ABOUT THIS TASK - Your job is to write out each record precisely as it stands.

INFORMATION GIVEN -
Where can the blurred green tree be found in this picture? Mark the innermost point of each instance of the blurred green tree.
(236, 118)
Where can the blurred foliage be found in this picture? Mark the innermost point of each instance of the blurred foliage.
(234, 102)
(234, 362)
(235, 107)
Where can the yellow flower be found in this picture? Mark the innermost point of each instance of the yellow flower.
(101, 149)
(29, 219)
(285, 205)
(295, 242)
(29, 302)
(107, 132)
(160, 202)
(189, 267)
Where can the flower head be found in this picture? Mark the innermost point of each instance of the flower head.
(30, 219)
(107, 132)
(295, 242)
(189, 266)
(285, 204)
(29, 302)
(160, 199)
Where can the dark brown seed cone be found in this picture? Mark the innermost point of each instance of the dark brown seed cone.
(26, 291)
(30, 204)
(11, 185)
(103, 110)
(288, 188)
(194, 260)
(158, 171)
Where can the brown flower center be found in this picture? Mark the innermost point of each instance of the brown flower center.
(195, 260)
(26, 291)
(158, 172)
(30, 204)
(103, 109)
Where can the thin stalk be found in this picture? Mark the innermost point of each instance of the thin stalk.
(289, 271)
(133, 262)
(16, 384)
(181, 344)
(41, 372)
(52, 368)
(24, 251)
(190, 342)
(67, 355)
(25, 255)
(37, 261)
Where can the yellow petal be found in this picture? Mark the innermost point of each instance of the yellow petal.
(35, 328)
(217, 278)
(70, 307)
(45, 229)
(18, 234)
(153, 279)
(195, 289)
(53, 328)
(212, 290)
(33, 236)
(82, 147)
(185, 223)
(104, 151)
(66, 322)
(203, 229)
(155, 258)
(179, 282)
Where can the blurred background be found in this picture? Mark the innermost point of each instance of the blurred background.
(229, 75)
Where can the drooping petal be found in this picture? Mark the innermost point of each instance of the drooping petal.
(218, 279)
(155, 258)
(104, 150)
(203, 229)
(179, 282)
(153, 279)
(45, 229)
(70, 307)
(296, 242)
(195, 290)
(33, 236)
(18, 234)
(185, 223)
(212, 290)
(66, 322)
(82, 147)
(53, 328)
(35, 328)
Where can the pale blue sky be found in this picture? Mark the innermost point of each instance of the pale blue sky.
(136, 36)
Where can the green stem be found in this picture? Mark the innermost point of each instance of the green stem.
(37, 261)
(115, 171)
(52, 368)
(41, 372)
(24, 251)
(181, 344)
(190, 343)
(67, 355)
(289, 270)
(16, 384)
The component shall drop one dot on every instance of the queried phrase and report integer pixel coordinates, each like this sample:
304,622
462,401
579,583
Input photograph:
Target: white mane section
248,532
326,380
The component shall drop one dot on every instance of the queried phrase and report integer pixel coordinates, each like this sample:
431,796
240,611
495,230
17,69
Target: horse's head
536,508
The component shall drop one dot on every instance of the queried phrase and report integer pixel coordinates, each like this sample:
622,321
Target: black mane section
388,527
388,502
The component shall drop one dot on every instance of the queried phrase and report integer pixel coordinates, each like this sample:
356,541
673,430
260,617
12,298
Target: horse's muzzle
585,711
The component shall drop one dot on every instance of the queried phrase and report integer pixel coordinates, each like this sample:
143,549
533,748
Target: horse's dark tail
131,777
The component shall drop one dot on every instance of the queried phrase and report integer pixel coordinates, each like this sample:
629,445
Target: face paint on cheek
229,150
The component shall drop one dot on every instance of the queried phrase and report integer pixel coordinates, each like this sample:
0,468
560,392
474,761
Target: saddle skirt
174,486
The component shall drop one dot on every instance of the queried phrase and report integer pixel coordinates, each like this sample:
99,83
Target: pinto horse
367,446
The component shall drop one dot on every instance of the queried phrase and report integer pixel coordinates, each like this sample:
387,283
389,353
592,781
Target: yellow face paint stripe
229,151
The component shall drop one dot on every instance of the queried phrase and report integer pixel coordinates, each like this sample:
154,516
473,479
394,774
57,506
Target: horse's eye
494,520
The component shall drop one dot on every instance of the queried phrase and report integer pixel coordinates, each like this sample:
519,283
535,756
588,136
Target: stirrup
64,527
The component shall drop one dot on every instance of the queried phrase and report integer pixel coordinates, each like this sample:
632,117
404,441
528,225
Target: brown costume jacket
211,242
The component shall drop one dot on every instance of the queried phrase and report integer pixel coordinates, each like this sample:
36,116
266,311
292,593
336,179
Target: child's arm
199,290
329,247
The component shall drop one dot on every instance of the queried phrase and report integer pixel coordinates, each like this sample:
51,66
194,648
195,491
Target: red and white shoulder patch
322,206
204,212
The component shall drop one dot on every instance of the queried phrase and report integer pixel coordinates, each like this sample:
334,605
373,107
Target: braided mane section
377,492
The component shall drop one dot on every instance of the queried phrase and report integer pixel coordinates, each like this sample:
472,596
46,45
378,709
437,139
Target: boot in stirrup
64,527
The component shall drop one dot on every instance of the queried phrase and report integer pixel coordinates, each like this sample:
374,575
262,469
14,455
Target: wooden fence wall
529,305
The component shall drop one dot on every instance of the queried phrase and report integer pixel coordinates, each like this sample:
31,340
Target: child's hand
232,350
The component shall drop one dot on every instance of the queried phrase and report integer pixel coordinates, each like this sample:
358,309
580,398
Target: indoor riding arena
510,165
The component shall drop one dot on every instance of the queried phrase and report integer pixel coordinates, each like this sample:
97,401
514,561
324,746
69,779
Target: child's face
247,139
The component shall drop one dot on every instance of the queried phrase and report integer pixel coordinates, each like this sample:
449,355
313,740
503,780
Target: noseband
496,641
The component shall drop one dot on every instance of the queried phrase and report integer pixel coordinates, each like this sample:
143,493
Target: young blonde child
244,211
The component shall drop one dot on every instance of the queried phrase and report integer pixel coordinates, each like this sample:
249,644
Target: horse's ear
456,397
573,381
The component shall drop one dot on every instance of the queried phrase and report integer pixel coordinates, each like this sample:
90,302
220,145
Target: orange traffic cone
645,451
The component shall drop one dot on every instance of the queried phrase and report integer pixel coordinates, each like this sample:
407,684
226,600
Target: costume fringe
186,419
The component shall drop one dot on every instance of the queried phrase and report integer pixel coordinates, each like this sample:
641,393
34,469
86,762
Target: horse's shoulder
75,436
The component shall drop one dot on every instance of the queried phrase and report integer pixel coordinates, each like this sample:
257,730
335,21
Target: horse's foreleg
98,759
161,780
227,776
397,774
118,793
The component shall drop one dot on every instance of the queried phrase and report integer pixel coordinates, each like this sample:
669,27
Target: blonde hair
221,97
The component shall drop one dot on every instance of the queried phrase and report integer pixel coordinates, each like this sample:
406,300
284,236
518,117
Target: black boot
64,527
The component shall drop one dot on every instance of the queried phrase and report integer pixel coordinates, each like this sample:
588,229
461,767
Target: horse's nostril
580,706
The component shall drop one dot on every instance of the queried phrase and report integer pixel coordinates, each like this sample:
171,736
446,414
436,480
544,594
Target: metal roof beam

ANSWER TO THIS TASK -
Where can the blurred green tree be found in this picture? Mark the innermost point of each instance of the blurred green tree.
(236, 118)
Where can the blurred foliage be found in this picture? Mark the innermost point of each instance of the blurred foliage.
(234, 102)
(234, 362)
(235, 107)
Where can the yellow flower be found in this picture? Mark the innermost point of each instance of the yellow flower.
(101, 149)
(29, 219)
(285, 205)
(295, 242)
(29, 302)
(107, 132)
(160, 202)
(189, 267)
Where can the flower head be found in this picture? Mark the innermost point of each instance of the flower head.
(30, 219)
(107, 132)
(295, 242)
(189, 266)
(285, 204)
(29, 302)
(160, 199)
Where can the dark brown seed cone be found in this picture? Mark the innermost point of each instance of the dark brown seed cone.
(26, 291)
(30, 204)
(11, 185)
(103, 110)
(288, 188)
(194, 260)
(158, 171)
Where can the brown flower center be found in this picture? Mark the innermost point of each instance of the brown flower center.
(195, 260)
(26, 291)
(158, 172)
(30, 204)
(103, 109)
Where can the thin stalk be found in this picture? Mark the innermost point of each instance of the thin stalk.
(289, 271)
(133, 262)
(16, 384)
(181, 344)
(41, 372)
(52, 368)
(24, 251)
(190, 342)
(67, 355)
(25, 255)
(37, 261)
Where can the yellow petal be found in this picture? Mark the innermost point of each instance of the yellow petal.
(35, 328)
(217, 278)
(70, 307)
(45, 229)
(18, 234)
(153, 279)
(195, 289)
(53, 328)
(212, 290)
(33, 236)
(82, 147)
(185, 223)
(104, 151)
(66, 322)
(203, 229)
(155, 258)
(179, 282)
Where can the blurred background be found in this picture? Mark the innermost point of each instance of the blurred background.
(229, 75)
Where can the drooping petal be found in this picture? Mark the innermost point of each instance of the drooping petal.
(218, 279)
(155, 258)
(104, 150)
(203, 229)
(179, 282)
(153, 279)
(45, 229)
(70, 307)
(296, 242)
(195, 290)
(33, 236)
(18, 234)
(185, 223)
(212, 290)
(66, 322)
(82, 147)
(53, 328)
(35, 328)
Where can the pale blue sky be found in this picture? Mark the innermost point of each instance of the pale blue sky.
(136, 36)
Where can the green stem be found in this picture? Mark the innermost point of each instance of the green stem.
(37, 261)
(115, 171)
(52, 368)
(41, 372)
(24, 251)
(181, 344)
(190, 343)
(67, 355)
(289, 270)
(16, 384)
The component shall drop one dot on every instance of the queried phrase and report integer pixel coordinates, each like this sample:
304,622
462,401
579,583
Input photograph:
Target: white mane section
248,532
326,380
The component shall drop one dot on every instance of the queried phrase and report integer pixel coordinates, each like this sample:
431,796
240,611
495,230
17,69
Target: horse's head
536,508
The component shall drop one dot on every instance of the queried phrase and report integer pixel coordinates, each like this sample:
622,321
Target: black mane section
388,527
388,502
The component shall drop one dot on every instance of the queried phrase and report integer pixel coordinates, each like this sample:
356,541
673,430
260,617
12,298
Target: horse's muzzle
585,711
The component shall drop one dot on every instance of the queried phrase and report integer pixel coordinates, each like this sample:
143,549
533,748
Target: horse's dark tail
131,777
The component shall drop one dot on every instance of the queried phrase and report integer pixel coordinates, each like this sample:
629,445
Target: face paint on cheek
229,150
The component shall drop one dot on every instance of the queried phrase and report integer pixel coordinates, each like this sample:
0,468
560,392
474,761
Target: saddle skirt
174,486
The component shall drop one dot on every instance of the queried phrase and report integer pixel coordinates, each like this sample:
99,83
Target: pinto horse
367,446
The component shall drop one dot on every instance of the queried phrase and report integer pixel coordinates, each like this sample:
387,283
389,353
592,781
Target: yellow face paint stripe
229,151
The component shall drop one dot on every instance of the queried phrase and report integer pixel coordinates, each like this sample:
154,516
473,479
394,774
57,506
Target: horse's eye
494,520
The component shall drop one dot on every instance of the queried phrase and report integer pixel coordinates, each like this sample:
519,283
535,756
588,136
Target: stirrup
64,527
The component shall drop one dot on every instance of the queried phrase and report integer pixel coordinates, each like this sample:
632,117
404,441
528,225
Target: brown costume jacket
211,242
The component shall drop one dot on every instance of the queried phrase and report integer pixel coordinates, each like this sample:
36,116
266,311
292,593
336,179
Target: child's arm
199,290
329,247
The component shall drop one dot on every instance of the queried phrase and report integer pixel coordinates, each like this sample:
51,66
194,648
195,491
Target: red and white shoulder patch
322,206
204,212
The component shall drop one dot on every instance of the queried phrase and report integer pixel coordinates, each like this sample:
334,605
373,107
Target: braided mane section
377,492
The component shall drop one dot on every instance of the queried phrase and report integer pixel coordinates, each like this sample:
472,596
46,45
378,709
437,139
Target: boot in stirrup
64,527
The component shall drop one dot on every instance of the queried phrase and report integer pixel coordinates, each like this sample:
374,575
262,469
14,455
Target: wooden fence wall
529,305
The component shall drop one dot on every instance of the queried phrase and report integer pixel coordinates, each like this sample:
31,340
Target: child's hand
232,350
The component shall drop one dot on every instance of the queried phrase and report integer pixel coordinates, each like this sample:
358,309
580,398
Target: indoor riding arena
510,165
The component shall drop one dot on every instance of the queried phrase and report integer pixel coordinates, each like this sample:
97,401
514,561
324,746
69,779
Target: child's face
247,139
The component shall drop one dot on every instance of the queried phrase and report integer pixel coordinates, each like this sample:
449,355
313,740
503,780
Target: noseband
496,641
The component shall drop one dot on every instance of the queried phrase and report integer pixel coordinates, each like this sample:
143,493
Target: young blonde child
244,211
The component shall drop one dot on every instance of the queried phrase and report integer pixel coordinates, each like this sample:
249,644
Target: horse's ear
456,397
573,381
The component shall drop one dot on every instance of the queried phrase and report integer pixel coordinates, each like this sample:
90,302
220,145
Target: orange traffic cone
645,451
The component shall drop one dot on every instance of the queried phrase and report integer pixel coordinates, each like this sample:
407,684
226,600
Target: costume fringe
186,419
The component shall drop one dot on every instance of the queried phrase and report integer pixel coordinates, each like this sample:
641,393
34,469
86,762
Target: horse's shoulder
75,436
The component shall drop one dot on every instance of the queried phrase and report integer pixel coordinates, each like this sample:
257,730
335,21
Target: horse's foreleg
98,759
161,780
227,776
397,774
118,793
The component shall drop one dot on every instance of the queried phrase and report integer pixel coordinates, each like this sample:
669,27
Target: blonde hair
221,97
The component shall drop one dot on every instance of the queried phrase and report integer pixel coordinates, each like this sample:
406,300
284,236
518,117
Target: black boot
64,527
The component shall drop one dot on every instance of the queried phrase and report integer pixel coordinates, each like this sample:
588,229
461,767
Target: horse's nostril
580,706
The component shall drop one dot on every instance of the queried phrase and report integer pixel coordinates, each like this sample:
171,736
446,414
436,480
544,594
Target: metal roof beam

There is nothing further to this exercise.